▸ PROMPT
Render the data below as a Markdown table with columns Row and Text, giving each line its own numbered row and skipping blank lines. Use only the lines from the one containing "of the vertical" through the one containing "[[74, 187]]", both included.

>> begin RECORD SET

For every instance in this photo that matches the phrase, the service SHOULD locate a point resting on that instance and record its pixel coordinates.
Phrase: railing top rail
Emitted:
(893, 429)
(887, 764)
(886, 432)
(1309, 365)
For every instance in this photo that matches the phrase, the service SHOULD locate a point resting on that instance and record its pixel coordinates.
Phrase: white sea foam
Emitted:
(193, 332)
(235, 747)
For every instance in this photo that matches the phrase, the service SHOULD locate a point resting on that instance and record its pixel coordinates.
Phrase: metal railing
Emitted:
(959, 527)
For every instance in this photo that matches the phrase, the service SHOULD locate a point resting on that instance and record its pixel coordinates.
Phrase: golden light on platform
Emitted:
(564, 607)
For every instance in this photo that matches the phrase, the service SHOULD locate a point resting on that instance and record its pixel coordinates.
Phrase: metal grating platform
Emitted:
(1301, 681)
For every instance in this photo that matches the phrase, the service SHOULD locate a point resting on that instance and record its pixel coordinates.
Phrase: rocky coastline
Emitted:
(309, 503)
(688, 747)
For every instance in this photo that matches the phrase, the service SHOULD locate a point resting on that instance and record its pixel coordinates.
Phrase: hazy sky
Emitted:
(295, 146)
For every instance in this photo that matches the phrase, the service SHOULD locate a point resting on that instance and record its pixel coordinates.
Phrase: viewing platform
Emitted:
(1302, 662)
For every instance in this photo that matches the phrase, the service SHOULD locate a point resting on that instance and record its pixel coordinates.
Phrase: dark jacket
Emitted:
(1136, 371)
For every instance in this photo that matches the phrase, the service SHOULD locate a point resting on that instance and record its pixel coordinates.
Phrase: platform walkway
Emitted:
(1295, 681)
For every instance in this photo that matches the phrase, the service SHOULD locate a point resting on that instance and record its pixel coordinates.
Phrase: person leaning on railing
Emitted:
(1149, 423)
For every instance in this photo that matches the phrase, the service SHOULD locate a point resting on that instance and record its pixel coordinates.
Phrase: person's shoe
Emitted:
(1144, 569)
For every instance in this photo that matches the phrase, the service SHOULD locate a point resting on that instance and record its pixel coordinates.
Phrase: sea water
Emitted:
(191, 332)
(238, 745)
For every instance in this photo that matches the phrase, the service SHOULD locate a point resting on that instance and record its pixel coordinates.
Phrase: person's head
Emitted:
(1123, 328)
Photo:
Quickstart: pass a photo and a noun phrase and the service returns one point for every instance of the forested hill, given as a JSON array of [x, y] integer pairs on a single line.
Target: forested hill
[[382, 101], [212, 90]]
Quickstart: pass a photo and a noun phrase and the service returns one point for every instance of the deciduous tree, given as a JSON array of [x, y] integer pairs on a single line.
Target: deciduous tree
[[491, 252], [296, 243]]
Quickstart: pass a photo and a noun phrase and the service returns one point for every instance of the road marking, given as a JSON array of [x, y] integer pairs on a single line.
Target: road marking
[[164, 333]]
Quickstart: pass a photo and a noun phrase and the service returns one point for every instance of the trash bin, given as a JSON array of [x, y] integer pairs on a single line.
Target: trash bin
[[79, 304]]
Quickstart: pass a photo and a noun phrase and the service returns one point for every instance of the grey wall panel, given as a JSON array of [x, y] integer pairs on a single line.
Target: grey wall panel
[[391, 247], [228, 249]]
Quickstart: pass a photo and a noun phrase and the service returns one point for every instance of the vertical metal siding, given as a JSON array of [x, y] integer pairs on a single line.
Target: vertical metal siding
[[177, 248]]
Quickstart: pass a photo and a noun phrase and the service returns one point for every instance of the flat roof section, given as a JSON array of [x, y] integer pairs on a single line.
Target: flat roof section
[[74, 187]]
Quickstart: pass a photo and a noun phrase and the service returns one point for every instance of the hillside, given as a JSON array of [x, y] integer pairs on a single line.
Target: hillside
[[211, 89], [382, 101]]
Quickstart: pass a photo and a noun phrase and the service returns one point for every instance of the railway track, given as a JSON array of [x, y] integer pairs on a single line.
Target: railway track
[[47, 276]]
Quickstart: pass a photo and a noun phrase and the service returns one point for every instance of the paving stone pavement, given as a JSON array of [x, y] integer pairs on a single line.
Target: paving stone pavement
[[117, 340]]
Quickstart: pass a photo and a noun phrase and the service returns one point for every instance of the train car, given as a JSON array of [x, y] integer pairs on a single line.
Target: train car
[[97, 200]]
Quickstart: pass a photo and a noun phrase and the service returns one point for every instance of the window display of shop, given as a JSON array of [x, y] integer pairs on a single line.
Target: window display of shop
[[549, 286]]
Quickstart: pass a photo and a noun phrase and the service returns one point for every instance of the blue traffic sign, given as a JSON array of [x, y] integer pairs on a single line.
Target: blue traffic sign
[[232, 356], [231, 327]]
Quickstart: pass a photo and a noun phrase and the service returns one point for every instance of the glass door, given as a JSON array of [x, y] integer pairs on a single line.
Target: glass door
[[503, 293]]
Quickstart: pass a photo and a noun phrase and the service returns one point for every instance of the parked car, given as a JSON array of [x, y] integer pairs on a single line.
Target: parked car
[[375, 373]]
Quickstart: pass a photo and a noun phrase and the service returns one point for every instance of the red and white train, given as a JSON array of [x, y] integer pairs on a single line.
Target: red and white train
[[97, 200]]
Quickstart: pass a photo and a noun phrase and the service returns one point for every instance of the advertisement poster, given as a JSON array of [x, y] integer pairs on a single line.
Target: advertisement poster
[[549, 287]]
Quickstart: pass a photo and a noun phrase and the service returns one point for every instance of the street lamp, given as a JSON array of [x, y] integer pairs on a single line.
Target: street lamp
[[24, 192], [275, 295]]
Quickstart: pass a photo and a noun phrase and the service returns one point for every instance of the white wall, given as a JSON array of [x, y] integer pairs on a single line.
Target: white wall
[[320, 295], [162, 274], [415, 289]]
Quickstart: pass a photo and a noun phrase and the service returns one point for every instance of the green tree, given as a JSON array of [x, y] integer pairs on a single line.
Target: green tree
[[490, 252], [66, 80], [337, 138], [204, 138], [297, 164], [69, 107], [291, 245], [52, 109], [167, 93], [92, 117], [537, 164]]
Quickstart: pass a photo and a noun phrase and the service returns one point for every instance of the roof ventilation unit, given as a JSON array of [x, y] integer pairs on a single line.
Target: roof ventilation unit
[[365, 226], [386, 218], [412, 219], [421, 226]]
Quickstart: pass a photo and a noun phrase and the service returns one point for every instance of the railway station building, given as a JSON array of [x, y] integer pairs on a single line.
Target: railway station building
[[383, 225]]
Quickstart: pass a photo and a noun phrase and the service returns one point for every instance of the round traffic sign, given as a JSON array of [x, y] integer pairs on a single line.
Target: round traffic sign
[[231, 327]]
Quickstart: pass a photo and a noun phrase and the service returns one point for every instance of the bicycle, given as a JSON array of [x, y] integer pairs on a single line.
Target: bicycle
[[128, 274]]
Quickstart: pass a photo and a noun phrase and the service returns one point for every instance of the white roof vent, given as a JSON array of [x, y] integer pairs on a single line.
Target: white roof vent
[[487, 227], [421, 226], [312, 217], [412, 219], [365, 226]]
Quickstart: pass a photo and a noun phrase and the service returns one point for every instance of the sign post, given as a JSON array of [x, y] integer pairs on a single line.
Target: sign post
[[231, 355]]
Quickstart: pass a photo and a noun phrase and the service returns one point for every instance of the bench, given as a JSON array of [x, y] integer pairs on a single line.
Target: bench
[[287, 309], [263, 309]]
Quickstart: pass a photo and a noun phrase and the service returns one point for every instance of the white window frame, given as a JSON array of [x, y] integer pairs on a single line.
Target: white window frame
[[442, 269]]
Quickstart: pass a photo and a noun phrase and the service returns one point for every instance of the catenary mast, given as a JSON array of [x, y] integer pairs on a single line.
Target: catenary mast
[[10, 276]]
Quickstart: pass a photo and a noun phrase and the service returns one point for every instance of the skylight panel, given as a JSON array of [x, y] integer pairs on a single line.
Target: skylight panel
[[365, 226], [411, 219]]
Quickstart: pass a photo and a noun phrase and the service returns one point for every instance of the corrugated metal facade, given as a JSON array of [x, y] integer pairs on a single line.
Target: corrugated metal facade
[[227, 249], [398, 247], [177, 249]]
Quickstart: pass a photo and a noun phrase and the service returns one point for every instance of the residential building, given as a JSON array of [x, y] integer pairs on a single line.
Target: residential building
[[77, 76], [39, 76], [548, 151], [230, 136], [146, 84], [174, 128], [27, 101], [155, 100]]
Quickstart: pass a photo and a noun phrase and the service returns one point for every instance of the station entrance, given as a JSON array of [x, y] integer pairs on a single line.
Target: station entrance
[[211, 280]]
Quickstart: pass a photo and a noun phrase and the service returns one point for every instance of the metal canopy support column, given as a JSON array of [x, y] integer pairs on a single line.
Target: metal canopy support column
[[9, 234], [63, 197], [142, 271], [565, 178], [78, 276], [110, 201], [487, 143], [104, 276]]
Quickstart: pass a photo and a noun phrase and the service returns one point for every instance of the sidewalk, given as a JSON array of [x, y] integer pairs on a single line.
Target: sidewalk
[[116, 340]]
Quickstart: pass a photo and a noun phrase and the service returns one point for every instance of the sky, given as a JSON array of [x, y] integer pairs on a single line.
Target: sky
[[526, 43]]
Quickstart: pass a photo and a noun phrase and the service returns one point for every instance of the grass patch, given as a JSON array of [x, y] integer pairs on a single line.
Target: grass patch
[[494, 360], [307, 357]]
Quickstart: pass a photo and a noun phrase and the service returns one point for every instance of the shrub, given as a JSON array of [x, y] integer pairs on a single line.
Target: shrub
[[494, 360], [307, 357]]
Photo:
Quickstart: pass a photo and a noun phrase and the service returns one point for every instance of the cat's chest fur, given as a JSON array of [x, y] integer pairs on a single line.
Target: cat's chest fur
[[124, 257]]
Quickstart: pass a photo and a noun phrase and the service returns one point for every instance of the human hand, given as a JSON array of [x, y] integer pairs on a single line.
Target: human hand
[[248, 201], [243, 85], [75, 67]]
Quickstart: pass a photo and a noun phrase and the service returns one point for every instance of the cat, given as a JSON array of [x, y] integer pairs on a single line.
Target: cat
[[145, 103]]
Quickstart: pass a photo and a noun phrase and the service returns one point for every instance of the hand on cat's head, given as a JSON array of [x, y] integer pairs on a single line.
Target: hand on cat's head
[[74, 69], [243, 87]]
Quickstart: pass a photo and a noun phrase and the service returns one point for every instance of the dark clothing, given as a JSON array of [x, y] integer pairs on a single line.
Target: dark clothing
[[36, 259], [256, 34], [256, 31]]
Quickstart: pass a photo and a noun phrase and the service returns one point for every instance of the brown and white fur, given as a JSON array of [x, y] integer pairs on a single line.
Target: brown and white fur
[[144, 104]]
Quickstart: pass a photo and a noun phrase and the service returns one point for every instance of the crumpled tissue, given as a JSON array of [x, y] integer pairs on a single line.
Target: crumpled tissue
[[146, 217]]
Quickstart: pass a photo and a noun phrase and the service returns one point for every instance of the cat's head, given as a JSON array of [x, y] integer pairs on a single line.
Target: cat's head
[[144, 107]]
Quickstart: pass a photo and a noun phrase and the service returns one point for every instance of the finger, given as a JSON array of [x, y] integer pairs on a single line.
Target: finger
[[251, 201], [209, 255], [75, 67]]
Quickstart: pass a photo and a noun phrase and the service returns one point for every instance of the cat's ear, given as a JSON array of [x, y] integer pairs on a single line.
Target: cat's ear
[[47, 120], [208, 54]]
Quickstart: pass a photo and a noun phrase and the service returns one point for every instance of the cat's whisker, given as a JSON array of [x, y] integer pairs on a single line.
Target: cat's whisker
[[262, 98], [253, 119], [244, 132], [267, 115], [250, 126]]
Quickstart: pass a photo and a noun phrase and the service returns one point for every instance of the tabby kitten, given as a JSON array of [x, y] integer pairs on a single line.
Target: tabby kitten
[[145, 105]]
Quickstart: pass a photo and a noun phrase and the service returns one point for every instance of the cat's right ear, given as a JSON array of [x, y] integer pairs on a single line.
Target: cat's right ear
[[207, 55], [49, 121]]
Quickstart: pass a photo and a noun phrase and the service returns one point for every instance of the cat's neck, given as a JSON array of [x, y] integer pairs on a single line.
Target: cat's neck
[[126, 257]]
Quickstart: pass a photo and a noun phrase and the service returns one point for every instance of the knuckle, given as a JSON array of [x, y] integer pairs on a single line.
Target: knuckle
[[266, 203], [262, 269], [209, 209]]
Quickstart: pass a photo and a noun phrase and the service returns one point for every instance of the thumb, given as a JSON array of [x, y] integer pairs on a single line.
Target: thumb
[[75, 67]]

>> end RECORD SET

▸ FINISHED EXERCISE
| Row | Text |
|---|---|
| 1 | Quickstart: pass a photo and a noun phrase and the service returns one point for every instance of the vertical metal siding, given as a JSON array of [x, y] integer pairs on a single line. |
| 2 | Target: vertical metal siding |
| 3 | [[177, 248]] |
| 4 | Quickstart: pass a photo and a noun phrase and the service returns one point for every instance of the flat roof section, given as a JSON array of [x, y] integer pairs on a single line. |
| 5 | Target: flat roof section |
| 6 | [[74, 187]] |